● **To do**:
Beginning at the line that contains "Provide one point per instance of the green" and continuing through the end of the records, rewrite the records as a two-column CSV with the headers input and output. Give one row per record, with its text and its answer each in a single quoted field and all line breaks replaced by spaces.

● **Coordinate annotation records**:
# # # #
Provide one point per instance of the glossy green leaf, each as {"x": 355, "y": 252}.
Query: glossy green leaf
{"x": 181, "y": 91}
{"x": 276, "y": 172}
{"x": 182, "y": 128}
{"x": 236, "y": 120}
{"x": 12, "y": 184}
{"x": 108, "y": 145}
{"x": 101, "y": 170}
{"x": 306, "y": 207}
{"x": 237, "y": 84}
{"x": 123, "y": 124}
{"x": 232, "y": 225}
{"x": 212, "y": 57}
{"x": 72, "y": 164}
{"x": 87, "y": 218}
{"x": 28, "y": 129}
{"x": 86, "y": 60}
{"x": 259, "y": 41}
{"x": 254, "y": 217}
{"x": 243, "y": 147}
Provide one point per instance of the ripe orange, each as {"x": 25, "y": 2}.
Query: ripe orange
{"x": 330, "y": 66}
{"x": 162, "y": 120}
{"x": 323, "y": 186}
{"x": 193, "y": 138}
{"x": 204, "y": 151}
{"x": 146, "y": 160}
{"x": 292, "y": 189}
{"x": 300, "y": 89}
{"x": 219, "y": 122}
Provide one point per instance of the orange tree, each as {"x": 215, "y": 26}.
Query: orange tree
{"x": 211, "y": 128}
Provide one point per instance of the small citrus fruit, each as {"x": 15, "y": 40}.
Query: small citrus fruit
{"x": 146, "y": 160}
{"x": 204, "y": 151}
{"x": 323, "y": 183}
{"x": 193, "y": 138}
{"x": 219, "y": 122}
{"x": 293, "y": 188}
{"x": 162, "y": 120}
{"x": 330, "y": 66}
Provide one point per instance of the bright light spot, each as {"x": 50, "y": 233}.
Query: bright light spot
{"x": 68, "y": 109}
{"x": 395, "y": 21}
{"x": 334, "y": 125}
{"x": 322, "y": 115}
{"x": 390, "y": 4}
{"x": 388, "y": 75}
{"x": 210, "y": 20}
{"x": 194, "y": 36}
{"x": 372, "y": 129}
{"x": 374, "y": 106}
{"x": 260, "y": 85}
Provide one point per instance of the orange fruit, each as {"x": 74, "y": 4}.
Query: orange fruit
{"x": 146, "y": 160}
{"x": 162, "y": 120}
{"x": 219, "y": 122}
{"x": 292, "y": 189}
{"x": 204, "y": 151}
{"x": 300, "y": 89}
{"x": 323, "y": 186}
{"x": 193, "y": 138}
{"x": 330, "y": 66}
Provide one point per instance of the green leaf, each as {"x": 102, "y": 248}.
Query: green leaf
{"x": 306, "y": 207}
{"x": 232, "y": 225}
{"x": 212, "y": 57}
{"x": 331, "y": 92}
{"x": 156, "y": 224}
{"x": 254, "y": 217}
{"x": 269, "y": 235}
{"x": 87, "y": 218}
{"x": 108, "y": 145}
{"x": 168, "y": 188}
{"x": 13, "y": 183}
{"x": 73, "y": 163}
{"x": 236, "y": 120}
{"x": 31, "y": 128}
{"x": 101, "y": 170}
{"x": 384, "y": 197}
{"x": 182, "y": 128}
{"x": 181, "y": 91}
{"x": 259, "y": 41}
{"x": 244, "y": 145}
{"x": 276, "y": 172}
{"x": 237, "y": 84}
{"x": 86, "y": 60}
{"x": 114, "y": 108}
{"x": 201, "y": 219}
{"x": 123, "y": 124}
# # # #
● **Output of the task**:
input,output
"Provide one point per instance of the green leaf, each as {""x"": 102, ""y"": 248}. Query: green leaf","{""x"": 306, ""y"": 207} {""x"": 232, ""y"": 225} {""x"": 212, ""y"": 57} {""x"": 331, ""y"": 92} {""x"": 156, ""y"": 224} {""x"": 254, ""y"": 217} {""x"": 269, ""y"": 235} {""x"": 87, ""y"": 218} {""x"": 108, ""y"": 145} {""x"": 168, ""y"": 188} {""x"": 13, ""y"": 183} {""x"": 73, ""y"": 163} {""x"": 236, ""y"": 120} {""x"": 31, ""y"": 128} {""x"": 101, ""y"": 170} {""x"": 384, ""y"": 197} {""x"": 182, ""y"": 128} {""x"": 181, ""y"": 91} {""x"": 259, ""y"": 41} {""x"": 244, ""y"": 145} {""x"": 276, ""y"": 172} {""x"": 237, ""y"": 84} {""x"": 86, ""y"": 60} {""x"": 114, ""y"": 108} {""x"": 201, ""y"": 219} {""x"": 123, ""y"": 124}"